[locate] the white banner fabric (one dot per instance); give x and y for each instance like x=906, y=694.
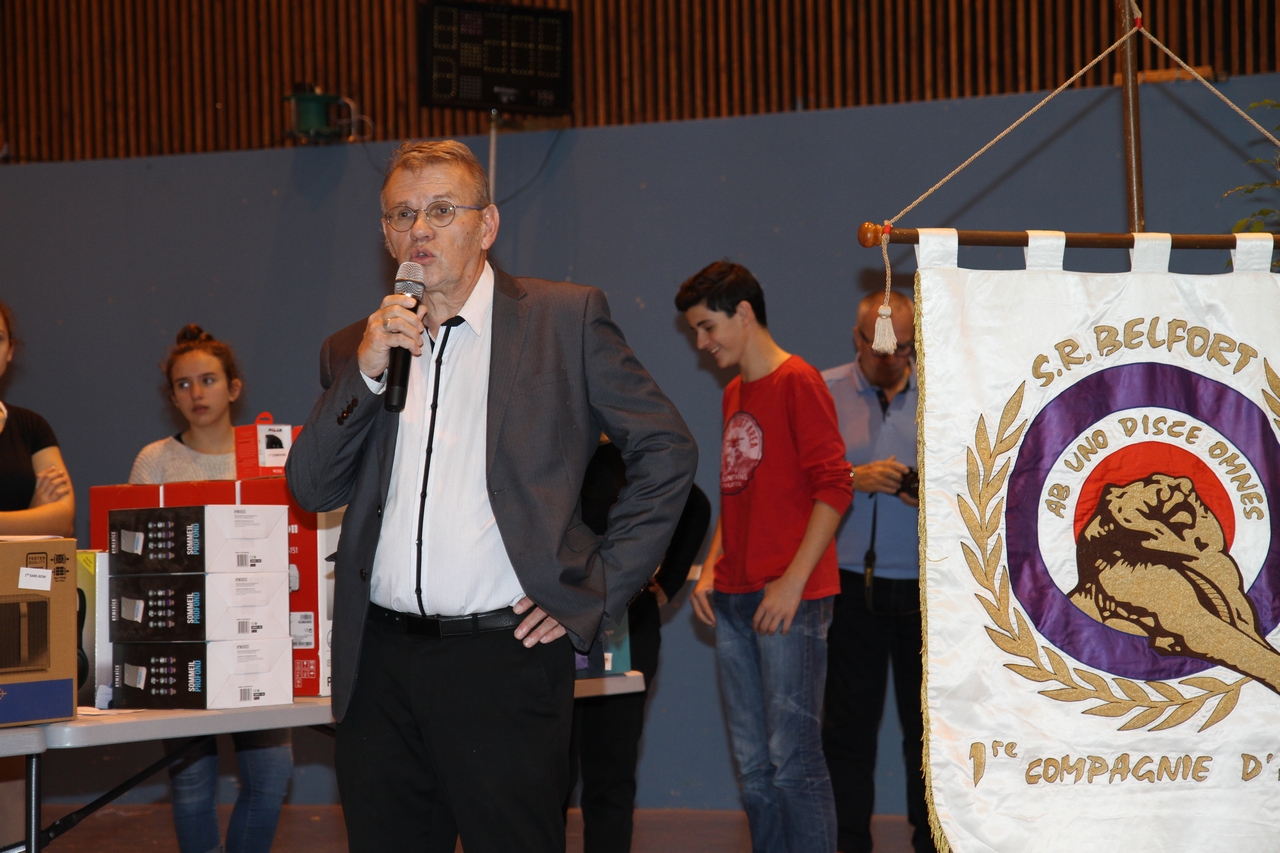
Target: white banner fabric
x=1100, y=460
...
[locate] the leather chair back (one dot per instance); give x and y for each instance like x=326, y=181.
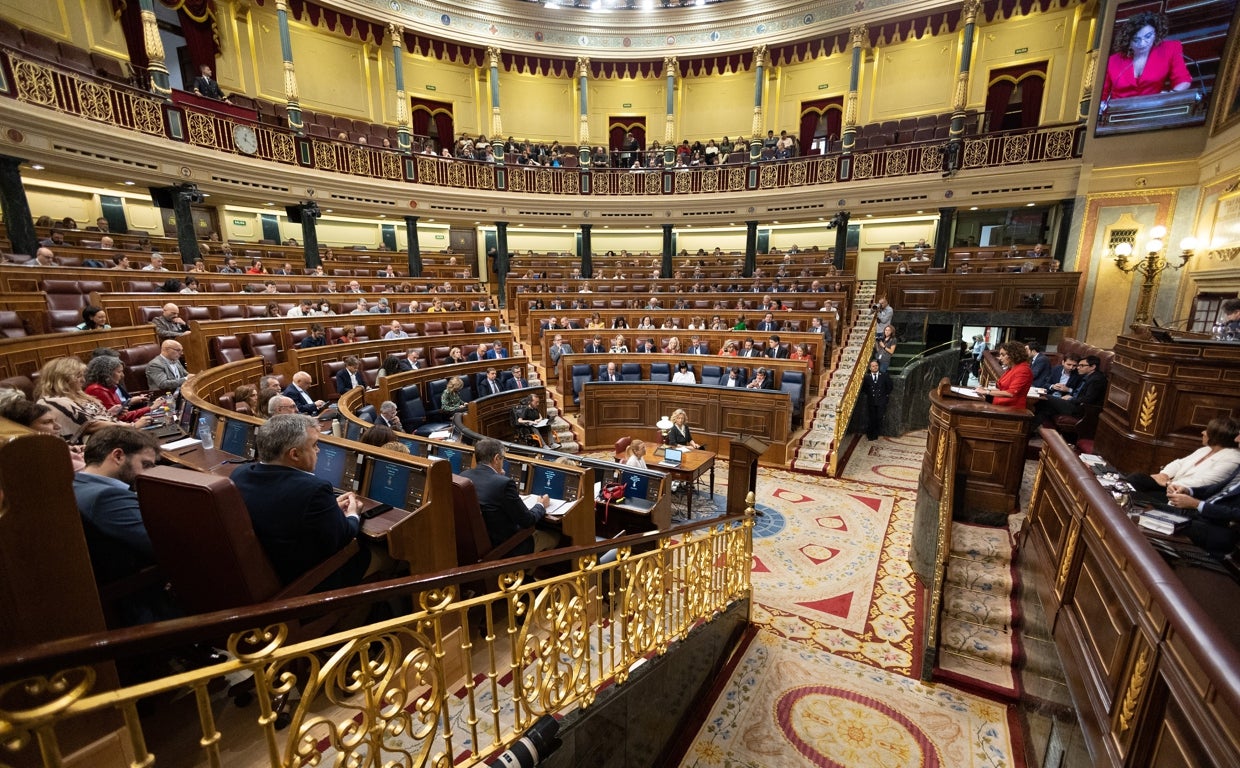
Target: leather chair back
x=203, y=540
--
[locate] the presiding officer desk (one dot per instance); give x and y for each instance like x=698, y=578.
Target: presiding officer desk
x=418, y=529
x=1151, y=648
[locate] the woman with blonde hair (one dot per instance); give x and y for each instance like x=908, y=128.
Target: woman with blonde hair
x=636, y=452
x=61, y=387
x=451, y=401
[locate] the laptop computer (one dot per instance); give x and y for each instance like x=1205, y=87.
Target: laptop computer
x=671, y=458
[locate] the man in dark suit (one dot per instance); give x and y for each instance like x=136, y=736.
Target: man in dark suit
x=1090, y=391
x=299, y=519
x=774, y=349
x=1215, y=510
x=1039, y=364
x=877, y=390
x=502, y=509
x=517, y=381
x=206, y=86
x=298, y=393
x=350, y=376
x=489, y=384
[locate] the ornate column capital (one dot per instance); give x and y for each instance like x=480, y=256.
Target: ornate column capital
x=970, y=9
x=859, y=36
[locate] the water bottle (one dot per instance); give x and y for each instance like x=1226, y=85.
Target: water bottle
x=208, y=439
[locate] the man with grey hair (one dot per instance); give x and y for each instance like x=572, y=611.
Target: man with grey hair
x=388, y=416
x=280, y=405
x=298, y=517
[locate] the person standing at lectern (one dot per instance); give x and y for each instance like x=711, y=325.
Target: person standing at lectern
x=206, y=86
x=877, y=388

YOUR TASK → Each line in the data that holds the string "locate" needs to be copied.

SOLUTION →
[locate] the white banner fabric (one dot per instance); give x and y for each instance like x=906, y=694.
[locate] the leather chair back (one dot per instance); give x and y for each instance like x=326, y=181.
[locate] the presiding officer desk (one dot per instance); give x and y for each instance like x=698, y=578.
[locate] the woman with blonde hair (one dot per instance); give x and y for each instance like x=908, y=128.
[locate] the laptop computer (one dot per instance); give x and y for each instance like x=1205, y=87.
[locate] the man in dark suit (one dot per instance); give x and y for each instance like x=136, y=736.
[locate] the ornate column capital (one dot per instance); give x and y for each instance like x=480, y=256.
[locate] the water bottle (one dot per instance); give x and y for each instance like x=1226, y=85.
[locate] the man with grey hair (one dot per instance); give x and y for each instance like x=572, y=611.
[locate] the person standing at lectern (one dot per instance); give x and y for each instance like x=711, y=325.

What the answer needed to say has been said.